> ASSIGNMENT
Of the lines listed below, return exactly those that run from the line containing "mark: the woman's lips" through the line containing "mark: the green ball", both included.

== DATA FOR THIS EXERCISE ==

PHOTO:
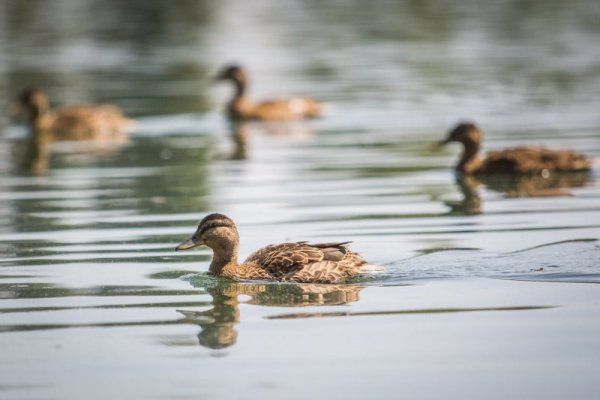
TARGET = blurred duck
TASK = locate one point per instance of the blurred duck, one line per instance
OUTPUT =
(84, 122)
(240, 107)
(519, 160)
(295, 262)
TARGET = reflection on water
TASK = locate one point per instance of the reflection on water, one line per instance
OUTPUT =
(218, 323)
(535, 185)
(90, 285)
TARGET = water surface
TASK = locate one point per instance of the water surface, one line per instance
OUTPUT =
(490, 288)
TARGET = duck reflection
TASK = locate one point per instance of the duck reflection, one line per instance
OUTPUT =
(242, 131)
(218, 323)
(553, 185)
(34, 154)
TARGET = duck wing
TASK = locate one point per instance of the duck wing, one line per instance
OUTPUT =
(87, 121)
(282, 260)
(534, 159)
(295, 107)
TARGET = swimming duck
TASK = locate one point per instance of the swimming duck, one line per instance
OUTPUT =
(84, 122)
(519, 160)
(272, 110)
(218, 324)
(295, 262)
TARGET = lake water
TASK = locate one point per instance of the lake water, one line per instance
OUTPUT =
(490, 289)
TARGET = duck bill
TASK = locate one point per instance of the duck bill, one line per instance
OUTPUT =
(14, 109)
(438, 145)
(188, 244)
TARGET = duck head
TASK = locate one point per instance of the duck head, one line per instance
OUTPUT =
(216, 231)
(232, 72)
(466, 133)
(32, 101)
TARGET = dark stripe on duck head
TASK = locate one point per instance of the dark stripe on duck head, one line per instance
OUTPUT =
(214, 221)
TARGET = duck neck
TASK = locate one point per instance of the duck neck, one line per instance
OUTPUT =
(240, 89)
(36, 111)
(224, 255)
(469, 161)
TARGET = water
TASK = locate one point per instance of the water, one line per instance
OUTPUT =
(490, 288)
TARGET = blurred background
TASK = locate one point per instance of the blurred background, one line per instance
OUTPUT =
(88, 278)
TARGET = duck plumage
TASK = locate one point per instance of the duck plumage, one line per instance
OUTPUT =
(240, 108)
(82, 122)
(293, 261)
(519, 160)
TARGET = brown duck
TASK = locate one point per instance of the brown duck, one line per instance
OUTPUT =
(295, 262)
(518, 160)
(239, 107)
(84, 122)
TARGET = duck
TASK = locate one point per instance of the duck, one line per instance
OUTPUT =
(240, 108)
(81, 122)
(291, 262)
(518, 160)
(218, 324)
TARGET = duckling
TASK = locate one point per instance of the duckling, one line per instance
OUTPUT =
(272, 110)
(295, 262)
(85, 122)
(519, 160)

===
== DATA FOR THIS EXERCISE ==

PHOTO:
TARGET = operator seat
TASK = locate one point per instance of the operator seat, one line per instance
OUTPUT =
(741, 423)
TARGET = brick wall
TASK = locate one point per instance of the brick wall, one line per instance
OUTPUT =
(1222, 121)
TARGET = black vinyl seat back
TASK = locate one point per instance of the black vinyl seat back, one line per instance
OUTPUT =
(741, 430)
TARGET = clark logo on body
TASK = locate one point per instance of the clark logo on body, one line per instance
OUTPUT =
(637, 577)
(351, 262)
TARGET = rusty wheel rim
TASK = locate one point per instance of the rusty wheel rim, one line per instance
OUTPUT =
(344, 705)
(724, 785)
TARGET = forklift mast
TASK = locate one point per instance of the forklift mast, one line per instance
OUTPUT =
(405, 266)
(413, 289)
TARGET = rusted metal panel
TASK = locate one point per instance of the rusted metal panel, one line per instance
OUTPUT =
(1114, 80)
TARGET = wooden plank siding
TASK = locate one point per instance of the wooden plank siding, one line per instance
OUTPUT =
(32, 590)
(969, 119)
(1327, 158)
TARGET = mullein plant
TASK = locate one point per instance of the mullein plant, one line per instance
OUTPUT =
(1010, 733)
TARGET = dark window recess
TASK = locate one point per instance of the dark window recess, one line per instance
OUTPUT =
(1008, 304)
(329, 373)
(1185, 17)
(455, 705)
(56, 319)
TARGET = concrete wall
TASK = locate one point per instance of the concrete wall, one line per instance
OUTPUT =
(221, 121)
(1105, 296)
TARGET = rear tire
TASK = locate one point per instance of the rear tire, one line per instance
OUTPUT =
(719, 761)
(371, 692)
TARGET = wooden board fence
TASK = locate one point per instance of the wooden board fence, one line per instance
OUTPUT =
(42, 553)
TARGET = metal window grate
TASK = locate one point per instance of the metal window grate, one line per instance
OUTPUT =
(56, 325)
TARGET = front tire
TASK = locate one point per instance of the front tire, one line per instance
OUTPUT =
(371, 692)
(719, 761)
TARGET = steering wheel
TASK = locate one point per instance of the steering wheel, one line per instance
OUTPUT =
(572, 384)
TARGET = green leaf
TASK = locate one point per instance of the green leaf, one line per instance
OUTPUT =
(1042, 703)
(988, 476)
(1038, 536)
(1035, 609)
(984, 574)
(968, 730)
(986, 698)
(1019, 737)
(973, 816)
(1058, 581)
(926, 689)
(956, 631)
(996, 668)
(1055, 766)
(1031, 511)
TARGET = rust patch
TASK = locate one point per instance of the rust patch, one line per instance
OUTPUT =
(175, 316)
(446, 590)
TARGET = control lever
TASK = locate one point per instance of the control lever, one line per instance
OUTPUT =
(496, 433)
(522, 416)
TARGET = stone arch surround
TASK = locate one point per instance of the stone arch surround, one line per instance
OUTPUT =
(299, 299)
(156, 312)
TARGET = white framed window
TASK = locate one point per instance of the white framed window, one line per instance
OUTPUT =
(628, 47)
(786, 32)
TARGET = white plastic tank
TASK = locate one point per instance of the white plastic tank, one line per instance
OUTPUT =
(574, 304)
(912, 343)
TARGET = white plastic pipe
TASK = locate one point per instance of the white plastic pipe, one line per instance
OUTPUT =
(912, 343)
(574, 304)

===
== DATA FOR THIS EXERCISE ==

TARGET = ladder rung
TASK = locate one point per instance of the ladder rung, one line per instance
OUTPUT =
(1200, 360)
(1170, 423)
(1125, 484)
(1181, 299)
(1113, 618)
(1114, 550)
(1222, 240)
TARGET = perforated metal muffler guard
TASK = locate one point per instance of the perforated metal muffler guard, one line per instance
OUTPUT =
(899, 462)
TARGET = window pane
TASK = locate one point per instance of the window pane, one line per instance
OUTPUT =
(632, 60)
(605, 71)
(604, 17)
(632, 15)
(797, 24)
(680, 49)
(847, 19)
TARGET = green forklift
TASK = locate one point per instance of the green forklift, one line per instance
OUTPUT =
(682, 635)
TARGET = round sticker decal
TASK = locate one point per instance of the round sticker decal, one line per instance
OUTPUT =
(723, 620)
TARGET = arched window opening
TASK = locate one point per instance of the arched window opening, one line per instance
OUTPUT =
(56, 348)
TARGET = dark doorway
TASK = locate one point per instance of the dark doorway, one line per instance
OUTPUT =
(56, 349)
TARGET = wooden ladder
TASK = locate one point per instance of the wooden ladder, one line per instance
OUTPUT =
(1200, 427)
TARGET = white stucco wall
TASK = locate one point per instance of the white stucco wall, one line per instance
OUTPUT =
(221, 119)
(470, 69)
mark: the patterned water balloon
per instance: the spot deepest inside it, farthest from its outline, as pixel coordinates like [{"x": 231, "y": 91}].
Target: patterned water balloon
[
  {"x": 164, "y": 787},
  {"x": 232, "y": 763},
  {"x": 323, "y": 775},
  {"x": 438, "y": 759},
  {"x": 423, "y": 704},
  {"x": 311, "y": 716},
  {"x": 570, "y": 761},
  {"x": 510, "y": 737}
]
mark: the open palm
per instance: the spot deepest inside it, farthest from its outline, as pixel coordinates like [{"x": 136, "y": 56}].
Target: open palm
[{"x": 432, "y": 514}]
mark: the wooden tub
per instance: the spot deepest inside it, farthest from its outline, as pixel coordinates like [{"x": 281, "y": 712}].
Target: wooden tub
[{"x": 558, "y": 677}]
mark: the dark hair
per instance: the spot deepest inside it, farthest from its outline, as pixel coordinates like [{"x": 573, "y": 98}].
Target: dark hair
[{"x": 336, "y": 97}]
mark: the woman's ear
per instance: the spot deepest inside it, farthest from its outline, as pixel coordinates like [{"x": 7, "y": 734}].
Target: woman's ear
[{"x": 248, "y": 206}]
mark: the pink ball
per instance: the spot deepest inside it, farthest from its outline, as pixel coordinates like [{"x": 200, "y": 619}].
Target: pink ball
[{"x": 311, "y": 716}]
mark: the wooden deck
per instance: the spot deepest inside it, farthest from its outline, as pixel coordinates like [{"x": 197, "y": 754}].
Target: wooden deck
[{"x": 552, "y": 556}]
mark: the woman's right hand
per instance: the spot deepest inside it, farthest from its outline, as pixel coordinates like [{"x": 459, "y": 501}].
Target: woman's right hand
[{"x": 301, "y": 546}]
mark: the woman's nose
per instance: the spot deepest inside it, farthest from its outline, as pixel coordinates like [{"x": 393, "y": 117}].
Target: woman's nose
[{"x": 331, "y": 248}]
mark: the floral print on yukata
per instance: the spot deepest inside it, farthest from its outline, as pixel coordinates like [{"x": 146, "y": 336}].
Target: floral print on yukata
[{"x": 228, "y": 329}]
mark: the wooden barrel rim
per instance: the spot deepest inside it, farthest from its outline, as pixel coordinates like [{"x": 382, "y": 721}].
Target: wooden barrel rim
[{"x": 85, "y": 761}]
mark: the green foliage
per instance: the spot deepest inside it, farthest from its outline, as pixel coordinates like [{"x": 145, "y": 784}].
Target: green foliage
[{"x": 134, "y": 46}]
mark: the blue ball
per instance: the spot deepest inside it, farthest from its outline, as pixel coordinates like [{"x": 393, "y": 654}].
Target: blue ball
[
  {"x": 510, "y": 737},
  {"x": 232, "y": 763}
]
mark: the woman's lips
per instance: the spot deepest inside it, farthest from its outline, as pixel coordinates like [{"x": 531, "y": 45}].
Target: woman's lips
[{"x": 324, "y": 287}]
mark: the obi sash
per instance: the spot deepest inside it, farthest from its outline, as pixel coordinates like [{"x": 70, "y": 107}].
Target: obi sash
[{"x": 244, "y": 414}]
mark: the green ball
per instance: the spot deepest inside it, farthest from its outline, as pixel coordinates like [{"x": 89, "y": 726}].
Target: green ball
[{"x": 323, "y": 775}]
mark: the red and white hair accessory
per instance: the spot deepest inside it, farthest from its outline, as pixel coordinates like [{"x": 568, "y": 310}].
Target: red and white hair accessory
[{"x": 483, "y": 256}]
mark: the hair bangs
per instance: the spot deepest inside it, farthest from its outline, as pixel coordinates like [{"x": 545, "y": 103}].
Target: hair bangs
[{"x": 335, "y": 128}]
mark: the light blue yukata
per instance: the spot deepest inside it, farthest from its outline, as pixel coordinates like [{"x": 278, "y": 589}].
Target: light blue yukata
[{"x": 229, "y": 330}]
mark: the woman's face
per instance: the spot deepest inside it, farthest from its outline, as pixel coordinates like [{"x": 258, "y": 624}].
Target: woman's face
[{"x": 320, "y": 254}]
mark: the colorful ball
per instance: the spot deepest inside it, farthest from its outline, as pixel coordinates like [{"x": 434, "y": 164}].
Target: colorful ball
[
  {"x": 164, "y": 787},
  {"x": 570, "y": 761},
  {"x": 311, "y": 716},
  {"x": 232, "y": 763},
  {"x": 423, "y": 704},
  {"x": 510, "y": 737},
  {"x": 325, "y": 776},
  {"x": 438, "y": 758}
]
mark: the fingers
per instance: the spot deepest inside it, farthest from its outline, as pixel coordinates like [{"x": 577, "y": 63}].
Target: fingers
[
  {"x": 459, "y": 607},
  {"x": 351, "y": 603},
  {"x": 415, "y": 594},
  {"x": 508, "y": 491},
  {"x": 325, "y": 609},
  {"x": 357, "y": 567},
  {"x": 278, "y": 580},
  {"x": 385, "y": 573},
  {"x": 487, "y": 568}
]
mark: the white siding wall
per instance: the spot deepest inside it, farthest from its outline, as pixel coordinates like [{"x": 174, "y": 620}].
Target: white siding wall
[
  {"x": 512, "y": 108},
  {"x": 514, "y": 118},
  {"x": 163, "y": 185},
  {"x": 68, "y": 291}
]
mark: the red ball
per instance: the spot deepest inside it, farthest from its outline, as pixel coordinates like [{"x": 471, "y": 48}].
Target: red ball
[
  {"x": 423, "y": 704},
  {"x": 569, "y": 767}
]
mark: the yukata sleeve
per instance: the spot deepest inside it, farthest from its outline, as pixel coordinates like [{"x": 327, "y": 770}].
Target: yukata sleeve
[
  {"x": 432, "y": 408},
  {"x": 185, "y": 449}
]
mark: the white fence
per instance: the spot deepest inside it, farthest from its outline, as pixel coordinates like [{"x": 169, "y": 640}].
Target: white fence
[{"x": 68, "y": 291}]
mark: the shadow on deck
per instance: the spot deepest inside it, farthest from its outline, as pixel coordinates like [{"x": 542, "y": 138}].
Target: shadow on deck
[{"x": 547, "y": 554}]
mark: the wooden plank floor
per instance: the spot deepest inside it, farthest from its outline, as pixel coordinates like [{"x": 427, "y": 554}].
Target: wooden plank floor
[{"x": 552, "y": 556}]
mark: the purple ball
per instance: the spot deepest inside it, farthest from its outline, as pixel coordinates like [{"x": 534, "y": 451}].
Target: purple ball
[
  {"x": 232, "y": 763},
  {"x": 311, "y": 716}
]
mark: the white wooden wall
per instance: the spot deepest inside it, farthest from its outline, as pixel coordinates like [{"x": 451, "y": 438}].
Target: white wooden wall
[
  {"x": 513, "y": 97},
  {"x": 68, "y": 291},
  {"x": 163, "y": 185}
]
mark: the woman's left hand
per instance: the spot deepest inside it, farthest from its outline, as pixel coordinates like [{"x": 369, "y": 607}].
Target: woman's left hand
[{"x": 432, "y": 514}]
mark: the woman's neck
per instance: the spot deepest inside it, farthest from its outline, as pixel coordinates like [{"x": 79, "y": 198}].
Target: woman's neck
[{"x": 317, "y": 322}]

===

> SOLUTION TO THIS TASK
mark: the woman's lips
per instance: the spot deepest inside it, farthest from its outline, as pixel coordinates like [{"x": 531, "y": 45}].
Target: woman's lips
[{"x": 324, "y": 287}]
mark: the obi sash
per instance: the spot deepest inside it, farthest from its outline, as pixel coordinates like [{"x": 70, "y": 107}].
Target: obi sash
[{"x": 244, "y": 414}]
mark: the green ball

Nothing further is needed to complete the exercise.